* _Requirements_:
Collect each line of the data below that contains the word "with". Case counts.

-- Start of Records shown --

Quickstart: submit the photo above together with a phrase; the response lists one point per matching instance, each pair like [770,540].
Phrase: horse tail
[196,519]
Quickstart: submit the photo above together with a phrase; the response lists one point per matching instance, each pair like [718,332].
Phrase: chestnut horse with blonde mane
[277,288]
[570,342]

-- End of Records shown --
-- Start of Records shown --

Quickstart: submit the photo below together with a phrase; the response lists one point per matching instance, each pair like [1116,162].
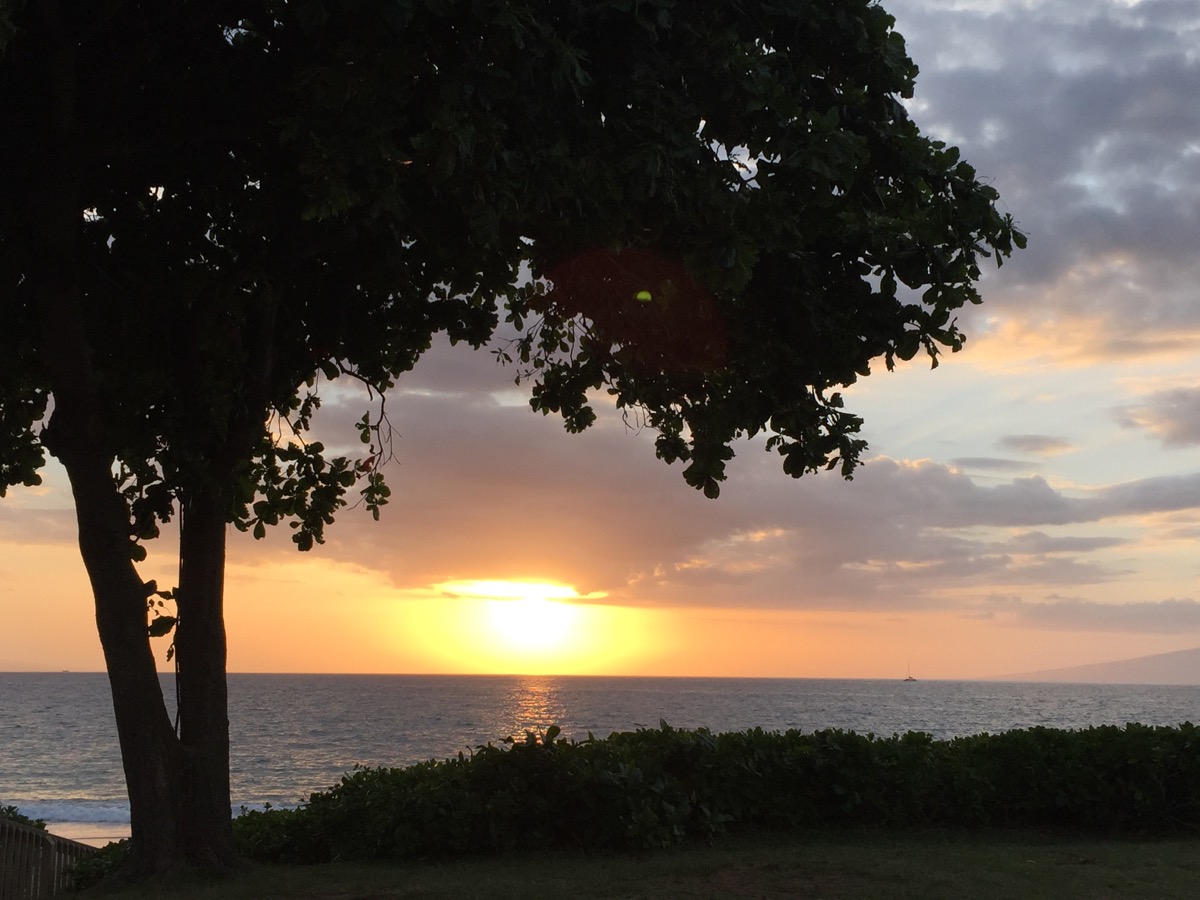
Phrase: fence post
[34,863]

-- End of Records shown --

* _Right answer_:
Quickstart: submit the photo above together with a phrase; the response lists one point per matching instance, each pair like [770,540].
Quickstart: submit the photo above together with a phrase; the response lists one point per matching instance, each pair like [718,332].
Phrase: chestnut horse with blonde mane
Quickstart: submit the photo below together with a phrase; the response lists one point per matching instance, each pair like [1116,162].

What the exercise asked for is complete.